*Given request*. Report every line of the entries that contains the word "white".

*Supplied material*.
------------

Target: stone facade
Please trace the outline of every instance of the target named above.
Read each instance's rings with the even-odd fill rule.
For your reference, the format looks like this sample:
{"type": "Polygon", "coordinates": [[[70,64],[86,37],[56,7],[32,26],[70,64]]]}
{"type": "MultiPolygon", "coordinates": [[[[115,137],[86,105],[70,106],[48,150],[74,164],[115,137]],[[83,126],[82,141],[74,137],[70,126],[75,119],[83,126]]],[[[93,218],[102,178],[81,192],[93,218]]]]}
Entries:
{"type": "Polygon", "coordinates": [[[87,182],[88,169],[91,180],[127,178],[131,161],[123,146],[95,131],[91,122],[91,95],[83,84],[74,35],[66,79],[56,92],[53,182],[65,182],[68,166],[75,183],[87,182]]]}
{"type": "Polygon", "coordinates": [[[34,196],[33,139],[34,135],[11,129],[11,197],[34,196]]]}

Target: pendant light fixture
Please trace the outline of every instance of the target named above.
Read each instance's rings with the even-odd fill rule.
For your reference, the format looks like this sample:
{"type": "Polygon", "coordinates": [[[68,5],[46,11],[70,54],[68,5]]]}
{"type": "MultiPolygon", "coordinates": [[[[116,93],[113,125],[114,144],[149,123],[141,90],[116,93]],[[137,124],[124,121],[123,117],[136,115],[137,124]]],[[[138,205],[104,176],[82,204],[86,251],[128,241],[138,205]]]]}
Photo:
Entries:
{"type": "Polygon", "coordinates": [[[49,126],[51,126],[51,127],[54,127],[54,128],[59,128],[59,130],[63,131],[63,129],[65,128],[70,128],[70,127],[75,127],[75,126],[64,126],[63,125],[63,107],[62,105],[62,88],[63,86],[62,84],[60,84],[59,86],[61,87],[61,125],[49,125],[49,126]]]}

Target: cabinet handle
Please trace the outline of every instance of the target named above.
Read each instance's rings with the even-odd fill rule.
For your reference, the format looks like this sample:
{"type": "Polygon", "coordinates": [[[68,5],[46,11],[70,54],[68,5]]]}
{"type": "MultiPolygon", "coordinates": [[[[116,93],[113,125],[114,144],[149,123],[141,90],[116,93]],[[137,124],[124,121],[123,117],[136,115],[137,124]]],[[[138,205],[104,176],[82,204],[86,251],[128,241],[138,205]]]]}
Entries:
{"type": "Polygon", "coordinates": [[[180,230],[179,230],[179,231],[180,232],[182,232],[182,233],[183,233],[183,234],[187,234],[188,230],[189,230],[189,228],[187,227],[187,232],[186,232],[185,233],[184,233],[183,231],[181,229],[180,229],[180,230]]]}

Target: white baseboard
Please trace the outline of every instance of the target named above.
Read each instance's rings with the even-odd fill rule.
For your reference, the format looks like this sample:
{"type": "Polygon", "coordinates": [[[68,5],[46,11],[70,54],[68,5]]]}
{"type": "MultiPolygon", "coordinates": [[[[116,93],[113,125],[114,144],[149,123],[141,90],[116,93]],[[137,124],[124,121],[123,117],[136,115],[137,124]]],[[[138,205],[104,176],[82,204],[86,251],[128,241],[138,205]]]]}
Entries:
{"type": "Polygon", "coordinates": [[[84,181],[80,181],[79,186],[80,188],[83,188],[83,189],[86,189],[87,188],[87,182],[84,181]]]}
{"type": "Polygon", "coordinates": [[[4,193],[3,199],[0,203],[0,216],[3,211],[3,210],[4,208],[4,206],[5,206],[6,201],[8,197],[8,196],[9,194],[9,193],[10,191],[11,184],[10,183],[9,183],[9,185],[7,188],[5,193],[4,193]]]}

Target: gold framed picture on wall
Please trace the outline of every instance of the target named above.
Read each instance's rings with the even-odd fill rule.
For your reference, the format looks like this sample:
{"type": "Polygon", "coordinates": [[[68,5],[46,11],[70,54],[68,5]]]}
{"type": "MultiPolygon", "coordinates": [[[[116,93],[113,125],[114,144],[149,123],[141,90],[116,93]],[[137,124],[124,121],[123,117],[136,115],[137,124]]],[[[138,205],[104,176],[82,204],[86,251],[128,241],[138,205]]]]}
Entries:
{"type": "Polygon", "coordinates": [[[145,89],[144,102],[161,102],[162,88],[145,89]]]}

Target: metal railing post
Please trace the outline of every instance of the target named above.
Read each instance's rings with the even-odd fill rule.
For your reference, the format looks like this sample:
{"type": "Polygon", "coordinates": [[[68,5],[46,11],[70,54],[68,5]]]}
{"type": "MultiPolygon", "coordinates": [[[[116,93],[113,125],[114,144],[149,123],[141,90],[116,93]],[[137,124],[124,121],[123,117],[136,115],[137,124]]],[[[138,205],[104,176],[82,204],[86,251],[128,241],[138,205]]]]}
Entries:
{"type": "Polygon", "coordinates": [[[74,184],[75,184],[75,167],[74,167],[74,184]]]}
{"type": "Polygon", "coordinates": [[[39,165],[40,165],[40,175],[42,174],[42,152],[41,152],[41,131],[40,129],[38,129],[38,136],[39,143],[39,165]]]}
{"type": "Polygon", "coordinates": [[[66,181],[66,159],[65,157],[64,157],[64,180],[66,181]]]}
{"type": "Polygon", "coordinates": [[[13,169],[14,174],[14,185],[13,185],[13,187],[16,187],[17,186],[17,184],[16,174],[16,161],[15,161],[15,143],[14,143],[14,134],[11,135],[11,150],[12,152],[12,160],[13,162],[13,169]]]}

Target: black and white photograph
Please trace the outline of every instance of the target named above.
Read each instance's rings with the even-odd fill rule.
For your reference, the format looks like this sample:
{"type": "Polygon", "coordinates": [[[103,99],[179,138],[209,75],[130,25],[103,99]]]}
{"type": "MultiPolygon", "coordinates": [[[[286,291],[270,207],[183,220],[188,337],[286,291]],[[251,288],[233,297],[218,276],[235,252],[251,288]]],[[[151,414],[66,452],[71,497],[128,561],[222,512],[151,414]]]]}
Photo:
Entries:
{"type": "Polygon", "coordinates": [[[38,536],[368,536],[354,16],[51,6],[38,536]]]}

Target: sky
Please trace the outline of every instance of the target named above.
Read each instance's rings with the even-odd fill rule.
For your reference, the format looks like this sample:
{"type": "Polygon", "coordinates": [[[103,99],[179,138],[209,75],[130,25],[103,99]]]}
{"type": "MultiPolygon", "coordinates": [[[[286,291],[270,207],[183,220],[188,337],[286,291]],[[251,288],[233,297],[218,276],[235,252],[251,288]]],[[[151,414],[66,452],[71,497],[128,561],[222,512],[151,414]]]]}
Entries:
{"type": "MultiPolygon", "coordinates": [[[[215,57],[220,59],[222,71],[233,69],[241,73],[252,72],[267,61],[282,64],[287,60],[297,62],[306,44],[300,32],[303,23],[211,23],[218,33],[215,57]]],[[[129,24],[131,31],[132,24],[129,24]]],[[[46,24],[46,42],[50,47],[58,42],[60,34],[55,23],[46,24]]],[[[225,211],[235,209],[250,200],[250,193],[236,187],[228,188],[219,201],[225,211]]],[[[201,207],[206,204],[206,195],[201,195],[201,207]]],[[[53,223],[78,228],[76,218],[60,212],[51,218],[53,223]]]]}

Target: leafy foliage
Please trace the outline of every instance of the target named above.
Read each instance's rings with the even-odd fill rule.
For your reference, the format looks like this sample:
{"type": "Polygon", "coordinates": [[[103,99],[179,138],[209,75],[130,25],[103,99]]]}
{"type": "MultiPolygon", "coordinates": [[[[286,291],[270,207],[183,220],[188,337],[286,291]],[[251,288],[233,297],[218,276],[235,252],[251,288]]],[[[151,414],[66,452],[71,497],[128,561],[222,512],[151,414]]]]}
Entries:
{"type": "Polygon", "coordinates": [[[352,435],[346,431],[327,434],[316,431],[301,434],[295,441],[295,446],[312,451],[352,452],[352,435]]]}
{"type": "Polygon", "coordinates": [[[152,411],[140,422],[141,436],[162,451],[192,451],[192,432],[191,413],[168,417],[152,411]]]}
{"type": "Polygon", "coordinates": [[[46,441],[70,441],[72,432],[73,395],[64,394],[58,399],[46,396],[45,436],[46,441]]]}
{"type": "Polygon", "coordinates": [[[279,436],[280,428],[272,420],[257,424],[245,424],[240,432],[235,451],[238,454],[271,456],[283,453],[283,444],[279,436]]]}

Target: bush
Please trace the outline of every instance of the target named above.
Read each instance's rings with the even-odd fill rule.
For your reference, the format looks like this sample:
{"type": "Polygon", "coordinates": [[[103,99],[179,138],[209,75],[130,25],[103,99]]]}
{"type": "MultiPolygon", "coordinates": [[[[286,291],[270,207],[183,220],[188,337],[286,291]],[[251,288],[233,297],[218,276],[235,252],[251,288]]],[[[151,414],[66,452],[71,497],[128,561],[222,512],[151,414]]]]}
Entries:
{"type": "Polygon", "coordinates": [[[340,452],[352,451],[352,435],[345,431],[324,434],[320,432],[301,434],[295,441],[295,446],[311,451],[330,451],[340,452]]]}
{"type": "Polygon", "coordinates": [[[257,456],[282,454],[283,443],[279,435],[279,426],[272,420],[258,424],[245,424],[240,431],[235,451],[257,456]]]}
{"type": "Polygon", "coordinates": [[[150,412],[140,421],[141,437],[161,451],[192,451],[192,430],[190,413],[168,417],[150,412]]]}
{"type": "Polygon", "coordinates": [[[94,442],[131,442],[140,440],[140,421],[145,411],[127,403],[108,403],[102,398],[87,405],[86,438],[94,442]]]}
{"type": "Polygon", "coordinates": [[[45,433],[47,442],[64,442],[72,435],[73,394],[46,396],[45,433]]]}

------------

*Complete output*.
Target: white baseboard
Target: black and white photograph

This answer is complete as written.